→ **The task**: The records below are to be quoted in full; please keep every word exact.

→ **Data section**:
........
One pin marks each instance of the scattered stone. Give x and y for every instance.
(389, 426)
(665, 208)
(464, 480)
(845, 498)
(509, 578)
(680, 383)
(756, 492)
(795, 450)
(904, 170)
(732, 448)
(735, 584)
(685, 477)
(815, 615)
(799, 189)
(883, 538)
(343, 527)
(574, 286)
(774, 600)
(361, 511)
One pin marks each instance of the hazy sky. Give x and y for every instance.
........
→ **Answer to the exercise**:
One pin marks each instance of the scattered stone. Give x and y for every instance.
(389, 426)
(665, 208)
(464, 480)
(845, 498)
(509, 578)
(680, 383)
(756, 492)
(795, 450)
(904, 170)
(732, 448)
(735, 584)
(685, 477)
(815, 615)
(799, 189)
(883, 538)
(343, 527)
(574, 286)
(774, 600)
(361, 511)
One pin marks each instance of the hazy sky. Give x and y for every instance.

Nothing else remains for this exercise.